**** THE DATA

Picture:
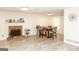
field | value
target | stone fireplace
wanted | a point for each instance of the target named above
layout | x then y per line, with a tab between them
15	31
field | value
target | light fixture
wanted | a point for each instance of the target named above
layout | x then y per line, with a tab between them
24	8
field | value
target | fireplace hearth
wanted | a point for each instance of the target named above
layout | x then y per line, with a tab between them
15	31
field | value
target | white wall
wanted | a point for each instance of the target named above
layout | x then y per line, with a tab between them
59	22
71	28
31	20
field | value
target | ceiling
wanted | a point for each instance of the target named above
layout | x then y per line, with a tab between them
35	9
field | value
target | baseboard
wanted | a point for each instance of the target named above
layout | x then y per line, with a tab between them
72	42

********

A verbatim copy of the records above, without pictures, is required.

WRITTEN RESPONSE →
Picture:
field | value
target | stone fireplace
wanted | a point for each instance of the target named above
layout | x then y per line, with a tab between them
15	31
field | value
target | light fixture
wanted | a point for each instance of the target named above
layout | x then y per line, with a tab between them
24	8
field | value
target | fireplace hearth
wanted | a point for each instance of the target named above
layout | x then y per line, with a tab between them
15	31
field | value
target | white wall
wanted | a point for each instance of the target named above
layout | x then y per line, with a tab between them
59	22
71	28
31	20
field | value
target | ceiling
wanted | a point for each instance of the target named above
layout | x then y per line, with a tab between them
35	9
field | value
target | baseboard
wanted | a point for each instance of the target named above
layout | x then y per line, with a tab between them
72	42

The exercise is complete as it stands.